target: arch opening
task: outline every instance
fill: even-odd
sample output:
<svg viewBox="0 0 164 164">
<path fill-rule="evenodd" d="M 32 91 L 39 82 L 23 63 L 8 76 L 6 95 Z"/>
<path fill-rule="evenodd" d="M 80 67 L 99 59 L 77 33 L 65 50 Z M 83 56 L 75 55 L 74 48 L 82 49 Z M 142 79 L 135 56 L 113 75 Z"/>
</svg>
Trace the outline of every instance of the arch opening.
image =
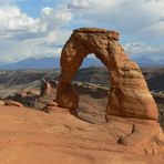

#####

§ WORK TO COMPLETE
Copy out every line of the material above word for word, leaving out the picture.

§ THE ANSWER
target: arch opening
task: outline every instance
fill: even-odd
sample output:
<svg viewBox="0 0 164 164">
<path fill-rule="evenodd" d="M 32 91 L 39 82 L 23 63 L 8 76 L 6 95 Z"/>
<path fill-rule="evenodd" d="M 80 67 L 99 59 L 77 33 L 65 50 Z M 83 56 L 75 55 L 74 48 L 82 49 Z M 142 79 L 135 56 L 113 75 Z"/>
</svg>
Trace the outline of every instance of the arch opening.
image =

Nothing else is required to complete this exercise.